F. PNC Bank's Motion to Dismiss
Separately from A2ZProperty, on May 28, 2020, PNC Bank also moved to dismiss Plaintiff's claims for failure to state claim. (ECF No. 13.) In support of its Motion, PNC Bank argues that Plaintiff's sole claim against it — Count One — must fail, because Plaintiff fails to adequately allege any resulting damages from PNC Bank's alleged breach of its obligations under the Deed of Trust. (Mem. in Supp. of Def. PNC Bank's Mot. to Dismiss ("PNC MTD Mem.") (ECF No. 14) at 4.) PNC Bank contends that all of the damages alleged in Plaintiff's Complaint did not arise directly from its failure to conduct a face-to-face meeting, but instead resulted from Plaintiff's failure to make payments on his mortgage loan. (PNC MTD Mem. at 4. )

Data supplied =

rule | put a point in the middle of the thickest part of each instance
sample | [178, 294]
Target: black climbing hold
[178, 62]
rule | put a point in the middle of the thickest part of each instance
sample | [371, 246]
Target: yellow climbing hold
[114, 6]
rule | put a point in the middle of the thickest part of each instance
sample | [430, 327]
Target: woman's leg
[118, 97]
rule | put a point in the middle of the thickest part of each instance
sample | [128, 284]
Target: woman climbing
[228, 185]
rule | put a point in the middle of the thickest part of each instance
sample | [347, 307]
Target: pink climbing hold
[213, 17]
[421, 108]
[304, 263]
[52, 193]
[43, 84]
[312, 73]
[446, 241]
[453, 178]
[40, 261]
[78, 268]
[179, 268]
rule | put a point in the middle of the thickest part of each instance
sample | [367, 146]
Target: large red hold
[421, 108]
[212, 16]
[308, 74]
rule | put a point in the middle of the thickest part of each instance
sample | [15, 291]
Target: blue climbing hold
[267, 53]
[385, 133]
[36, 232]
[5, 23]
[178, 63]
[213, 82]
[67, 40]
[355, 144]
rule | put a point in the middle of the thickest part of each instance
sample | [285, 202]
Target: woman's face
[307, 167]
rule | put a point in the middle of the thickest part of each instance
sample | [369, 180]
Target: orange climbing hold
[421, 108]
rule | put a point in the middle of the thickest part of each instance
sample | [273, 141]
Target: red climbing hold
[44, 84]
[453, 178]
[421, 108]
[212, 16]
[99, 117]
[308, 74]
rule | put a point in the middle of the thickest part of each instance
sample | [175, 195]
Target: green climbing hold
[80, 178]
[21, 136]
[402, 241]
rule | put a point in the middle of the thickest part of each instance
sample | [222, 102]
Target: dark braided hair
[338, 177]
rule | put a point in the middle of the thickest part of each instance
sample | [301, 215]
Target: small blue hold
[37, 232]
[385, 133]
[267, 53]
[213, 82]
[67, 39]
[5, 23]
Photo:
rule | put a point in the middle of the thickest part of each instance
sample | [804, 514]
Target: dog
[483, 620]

Directions =
Please reproduce, word for word, the part of the PNC Bank motion passage that opens with the words containing "F. PNC Bank's Motion" and closes with "Mem. at 4. )".

Exercise output =
F. PNC Bank's Motion to Dismiss
Separately from A2ZProperty, on May 28, 2020, PNC Bank also moved to dismiss Plaintiff's claims for failure to state claim. (ECF No. 13.) In support of its Motion, PNC Bank argues that Plaintiff's sole claim against it — Count One — must fail, because Plaintiff fails to adequately allege any resulting damages from PNC Bank's alleged breach of its obligations under the Deed of Trust. (Mem. in Supp. of Def. PNC Bank's Mot. to Dismiss ("PNC MTD Mem.") (ECF No. 14) at 4.) PNC Bank contends that all of the damages alleged in Plaintiff's Complaint did not arise directly from its failure to conduct a face-to-face meeting, but instead resulted from Plaintiff's failure to make payments on his mortgage loan. (PNC MTD Mem. at 4. )